=== Suas instruções ===
Responda às perguntas a seguir com base no trecho para leitura.
(a) Qual projeto de lei as comissões reunidas consideram que deve ser aprovado?
(b) Em que data as comissões assinaram o parecer?
(c) Quem assina como relator?

=== Trecho para leitura ===
+ + + + + + +
Em vista das considerações expostas, e de muitas outras de ordem economica que nos abstemos de acrescentar para não tornar mais longo este parecer, as commissões reunidas de fazenda, guerra e obras publicas, são de opinião que o projecto de lei n.° 13, seja approvado.

Sala das sessões das commissões reunidas de fazenda, guerra e obras publicas, 31 de março de 1882. = Antonio Rodrigues Sampaio = Barros e Sá = Placido de Abreu = Antonio Florencio de Sousa Pinto = D. Luiz da camara Leme (com declarações) = Antonio Telles Pereira de Vasconcellos Pimentel = Visconde de Uivar == Francisco Joaquim da Costa e Silva = Marguez de Ficalho (com declarações) = Augusto Xavier Palmeirim (com declarações) = Jayme Larcher (com declarações) = Visconde de S. Januario (vencido) = João Chrysostomo de Abreu e Sousa (vencido) = José Joaquim de Castro (vencido) = Antonio Augusto de Aguiar (vencido) = Fortunato José Barreiros = Francisco Simões Margiochi, relator.
+ + + + + + +
=== Linhas ===
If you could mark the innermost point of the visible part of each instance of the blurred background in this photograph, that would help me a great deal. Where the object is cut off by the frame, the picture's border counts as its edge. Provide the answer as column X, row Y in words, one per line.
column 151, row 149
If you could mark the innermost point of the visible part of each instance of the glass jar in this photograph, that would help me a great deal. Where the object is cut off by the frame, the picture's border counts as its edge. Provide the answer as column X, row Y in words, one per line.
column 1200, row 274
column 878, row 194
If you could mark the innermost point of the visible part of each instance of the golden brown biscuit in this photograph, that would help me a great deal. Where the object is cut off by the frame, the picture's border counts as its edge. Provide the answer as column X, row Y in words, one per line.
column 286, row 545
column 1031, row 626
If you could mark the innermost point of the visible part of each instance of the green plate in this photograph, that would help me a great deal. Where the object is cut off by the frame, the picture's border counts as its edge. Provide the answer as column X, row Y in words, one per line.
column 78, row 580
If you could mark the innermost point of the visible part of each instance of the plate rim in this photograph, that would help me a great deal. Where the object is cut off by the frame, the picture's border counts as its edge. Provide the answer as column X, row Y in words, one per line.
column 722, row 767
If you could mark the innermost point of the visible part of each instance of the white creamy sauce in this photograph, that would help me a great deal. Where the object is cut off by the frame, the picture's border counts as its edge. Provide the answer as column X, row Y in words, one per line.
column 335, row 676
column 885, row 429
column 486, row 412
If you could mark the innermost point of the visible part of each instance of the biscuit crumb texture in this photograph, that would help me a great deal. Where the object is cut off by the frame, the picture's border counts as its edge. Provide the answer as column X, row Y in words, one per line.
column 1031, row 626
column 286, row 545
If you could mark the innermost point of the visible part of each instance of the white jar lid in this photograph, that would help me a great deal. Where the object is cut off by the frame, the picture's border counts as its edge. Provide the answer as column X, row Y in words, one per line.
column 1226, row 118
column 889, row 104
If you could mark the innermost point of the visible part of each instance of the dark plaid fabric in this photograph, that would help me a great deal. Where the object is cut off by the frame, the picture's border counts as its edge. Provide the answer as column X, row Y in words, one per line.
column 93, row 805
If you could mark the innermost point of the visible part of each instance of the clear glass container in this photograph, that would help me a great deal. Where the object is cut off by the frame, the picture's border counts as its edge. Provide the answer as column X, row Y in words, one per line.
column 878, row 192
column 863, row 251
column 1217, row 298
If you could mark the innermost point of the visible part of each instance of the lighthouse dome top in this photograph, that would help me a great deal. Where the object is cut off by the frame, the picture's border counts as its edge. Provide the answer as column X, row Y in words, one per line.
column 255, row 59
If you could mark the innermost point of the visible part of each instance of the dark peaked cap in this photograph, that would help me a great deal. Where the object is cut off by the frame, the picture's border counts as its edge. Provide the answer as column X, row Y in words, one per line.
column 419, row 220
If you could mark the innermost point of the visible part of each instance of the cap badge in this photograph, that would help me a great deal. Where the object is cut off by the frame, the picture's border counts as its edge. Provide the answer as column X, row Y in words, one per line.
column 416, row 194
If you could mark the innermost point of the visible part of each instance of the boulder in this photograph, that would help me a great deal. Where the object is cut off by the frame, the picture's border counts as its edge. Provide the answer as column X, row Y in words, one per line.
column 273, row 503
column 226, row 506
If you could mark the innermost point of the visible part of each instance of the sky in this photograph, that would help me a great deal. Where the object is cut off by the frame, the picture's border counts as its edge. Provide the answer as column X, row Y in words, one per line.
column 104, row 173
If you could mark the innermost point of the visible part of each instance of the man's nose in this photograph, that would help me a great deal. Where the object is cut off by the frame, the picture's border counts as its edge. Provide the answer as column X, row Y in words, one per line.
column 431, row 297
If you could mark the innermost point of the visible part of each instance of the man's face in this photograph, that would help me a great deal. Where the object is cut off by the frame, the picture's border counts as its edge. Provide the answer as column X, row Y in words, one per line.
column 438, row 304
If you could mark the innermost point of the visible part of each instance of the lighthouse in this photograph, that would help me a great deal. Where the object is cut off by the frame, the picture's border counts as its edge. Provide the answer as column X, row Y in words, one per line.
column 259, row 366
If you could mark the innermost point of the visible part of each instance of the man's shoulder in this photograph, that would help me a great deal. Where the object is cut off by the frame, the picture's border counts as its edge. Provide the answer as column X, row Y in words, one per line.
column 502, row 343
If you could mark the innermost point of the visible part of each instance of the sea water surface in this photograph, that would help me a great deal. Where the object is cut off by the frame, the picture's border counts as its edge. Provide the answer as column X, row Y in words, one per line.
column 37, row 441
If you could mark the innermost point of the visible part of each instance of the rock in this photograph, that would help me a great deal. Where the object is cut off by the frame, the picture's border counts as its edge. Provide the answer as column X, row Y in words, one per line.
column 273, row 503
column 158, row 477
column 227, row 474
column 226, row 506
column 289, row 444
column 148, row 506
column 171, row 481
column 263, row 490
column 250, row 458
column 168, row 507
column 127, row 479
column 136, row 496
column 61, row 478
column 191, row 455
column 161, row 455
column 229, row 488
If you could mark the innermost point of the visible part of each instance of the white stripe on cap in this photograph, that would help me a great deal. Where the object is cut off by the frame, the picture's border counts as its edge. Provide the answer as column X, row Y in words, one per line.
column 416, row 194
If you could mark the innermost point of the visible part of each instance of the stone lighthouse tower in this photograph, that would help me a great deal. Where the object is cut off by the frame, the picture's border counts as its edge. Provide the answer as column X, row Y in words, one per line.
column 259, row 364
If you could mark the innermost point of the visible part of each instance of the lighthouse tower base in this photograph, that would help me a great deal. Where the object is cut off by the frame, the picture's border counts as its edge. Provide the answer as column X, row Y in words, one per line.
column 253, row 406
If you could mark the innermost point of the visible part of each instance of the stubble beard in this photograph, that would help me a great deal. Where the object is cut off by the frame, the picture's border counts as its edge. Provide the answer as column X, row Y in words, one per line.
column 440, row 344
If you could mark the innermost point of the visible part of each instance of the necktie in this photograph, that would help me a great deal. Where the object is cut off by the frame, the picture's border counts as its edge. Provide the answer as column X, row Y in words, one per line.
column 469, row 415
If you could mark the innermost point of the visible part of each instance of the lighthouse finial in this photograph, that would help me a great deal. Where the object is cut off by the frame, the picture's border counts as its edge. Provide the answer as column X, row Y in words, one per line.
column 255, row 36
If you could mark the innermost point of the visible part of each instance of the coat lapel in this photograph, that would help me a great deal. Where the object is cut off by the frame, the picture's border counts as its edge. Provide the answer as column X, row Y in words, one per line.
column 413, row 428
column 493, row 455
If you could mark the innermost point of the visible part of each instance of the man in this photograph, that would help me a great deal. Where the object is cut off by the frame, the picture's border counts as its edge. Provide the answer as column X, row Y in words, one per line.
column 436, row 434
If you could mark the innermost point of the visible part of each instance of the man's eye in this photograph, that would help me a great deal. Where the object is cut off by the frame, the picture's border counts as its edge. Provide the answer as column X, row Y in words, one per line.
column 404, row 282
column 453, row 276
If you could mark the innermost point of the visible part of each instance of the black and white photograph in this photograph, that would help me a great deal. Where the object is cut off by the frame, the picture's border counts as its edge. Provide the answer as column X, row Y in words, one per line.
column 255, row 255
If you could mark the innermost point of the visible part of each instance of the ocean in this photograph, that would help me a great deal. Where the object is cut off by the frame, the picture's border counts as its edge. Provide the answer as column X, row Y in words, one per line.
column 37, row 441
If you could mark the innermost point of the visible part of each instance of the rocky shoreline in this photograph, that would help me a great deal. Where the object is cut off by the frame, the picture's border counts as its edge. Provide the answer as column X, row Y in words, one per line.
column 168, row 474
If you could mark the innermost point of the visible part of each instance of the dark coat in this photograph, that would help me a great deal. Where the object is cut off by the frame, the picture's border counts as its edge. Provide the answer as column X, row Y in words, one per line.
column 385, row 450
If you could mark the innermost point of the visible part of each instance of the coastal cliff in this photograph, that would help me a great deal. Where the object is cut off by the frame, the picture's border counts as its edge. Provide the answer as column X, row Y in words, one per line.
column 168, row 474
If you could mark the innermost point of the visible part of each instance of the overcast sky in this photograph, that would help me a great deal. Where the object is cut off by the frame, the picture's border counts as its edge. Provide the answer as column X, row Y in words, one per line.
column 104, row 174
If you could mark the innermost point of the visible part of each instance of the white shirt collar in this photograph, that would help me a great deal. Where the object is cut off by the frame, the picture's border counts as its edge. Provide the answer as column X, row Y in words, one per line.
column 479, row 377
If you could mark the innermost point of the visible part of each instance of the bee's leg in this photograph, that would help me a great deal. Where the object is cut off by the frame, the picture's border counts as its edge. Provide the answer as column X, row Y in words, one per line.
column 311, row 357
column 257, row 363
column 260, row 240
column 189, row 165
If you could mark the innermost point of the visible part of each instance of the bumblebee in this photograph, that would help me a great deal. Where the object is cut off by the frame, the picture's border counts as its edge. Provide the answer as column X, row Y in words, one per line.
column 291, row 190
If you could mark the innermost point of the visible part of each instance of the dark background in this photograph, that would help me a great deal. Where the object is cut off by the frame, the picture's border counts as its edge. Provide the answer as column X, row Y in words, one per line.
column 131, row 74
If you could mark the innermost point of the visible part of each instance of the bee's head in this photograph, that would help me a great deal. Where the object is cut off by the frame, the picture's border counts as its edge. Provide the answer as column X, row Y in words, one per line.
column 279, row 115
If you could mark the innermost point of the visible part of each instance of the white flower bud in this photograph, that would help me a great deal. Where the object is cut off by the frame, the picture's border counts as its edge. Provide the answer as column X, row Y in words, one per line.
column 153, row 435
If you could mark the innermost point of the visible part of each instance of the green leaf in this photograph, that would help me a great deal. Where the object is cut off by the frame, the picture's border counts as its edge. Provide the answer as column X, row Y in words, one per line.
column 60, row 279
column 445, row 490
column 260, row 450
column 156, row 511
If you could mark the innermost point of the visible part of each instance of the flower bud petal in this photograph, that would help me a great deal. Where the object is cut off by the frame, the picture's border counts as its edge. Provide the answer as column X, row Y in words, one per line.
+ + + + + + +
=== Resposta do exercício ===
(a) O projeto de lei n.º 13.
(b) Em 31 de março de 1882.
(c) Francisco Simões Margiochi.